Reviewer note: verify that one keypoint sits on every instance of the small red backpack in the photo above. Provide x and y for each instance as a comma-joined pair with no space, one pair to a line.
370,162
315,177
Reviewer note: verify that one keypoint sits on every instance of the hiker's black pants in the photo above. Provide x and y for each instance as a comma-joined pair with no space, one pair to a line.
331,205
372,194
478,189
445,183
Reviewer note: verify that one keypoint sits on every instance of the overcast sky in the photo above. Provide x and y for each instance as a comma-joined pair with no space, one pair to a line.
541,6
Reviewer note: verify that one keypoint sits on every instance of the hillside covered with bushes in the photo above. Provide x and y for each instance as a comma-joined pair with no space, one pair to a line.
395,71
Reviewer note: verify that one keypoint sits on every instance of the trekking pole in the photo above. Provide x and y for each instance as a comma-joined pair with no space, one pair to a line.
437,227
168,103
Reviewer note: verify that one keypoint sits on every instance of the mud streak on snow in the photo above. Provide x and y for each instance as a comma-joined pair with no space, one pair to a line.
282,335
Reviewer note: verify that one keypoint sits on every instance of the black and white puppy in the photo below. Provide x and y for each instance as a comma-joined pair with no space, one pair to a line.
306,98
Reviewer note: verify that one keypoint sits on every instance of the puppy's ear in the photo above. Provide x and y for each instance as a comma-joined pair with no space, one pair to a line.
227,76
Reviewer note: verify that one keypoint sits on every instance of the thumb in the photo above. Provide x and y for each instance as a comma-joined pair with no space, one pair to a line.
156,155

:: DESCRIPTION OF THE TASK ::
Output the material again, line for line.

:: EXERCISE OUTPUT ::
Reviewer note: verify that one keypoint sits on every instance of the small red backpack in the photo above. Provide x and y for each instance as a comma-joined pair with no space, one pair to a line.
370,162
315,177
Reviewer note: verify that one keypoint sits on every instance of the hiker's black pants in the photo above. Provide x and y for each instance as a comma-joined pair with no space, one pair to a line.
331,205
372,194
478,189
445,183
Reviewer note: verify that one keypoint sits on every instance of the overcast sky in the photo above. Provide x and y for each instance as a comma-joined pair with no space, one pair to a line.
541,6
Reviewer note: verify that one keypoint sits on every instance of the hillside covered with bushes in the photo above. Provide x and y for each instance as a comma-joined pair with no space, one pair to a line.
395,71
Reviewer note: verify that one keypoint sits on every instance of the trekking pole in the photo above. Provide x and y for each instance as a comma-joined pair with no space, one pair to a line.
437,227
168,103
Reviewer note: verify that one keypoint sits on every instance of the mud streak on snow in the photo above. Provide x and y for each instance as a comma-joined pair with no space, one pair to a line.
282,335
Reviewer note: verify that one keypoint sits on every instance of the black and white puppy in the photo below. Provide x and y for each instance as a comma-joined pair with no space, one pair to a line.
306,98
Reviewer note: verify that one keypoint sits on every instance of the puppy's ear in the photo above. Provide x and y for each instance as a comma-joined pair with no space, one pair to a line.
227,76
Reviewer note: verify that one keypoint sits on every instance of the thumb in the photo above. Provide x and y for each instance as a comma-joined pair with no space, one pair to a line.
156,155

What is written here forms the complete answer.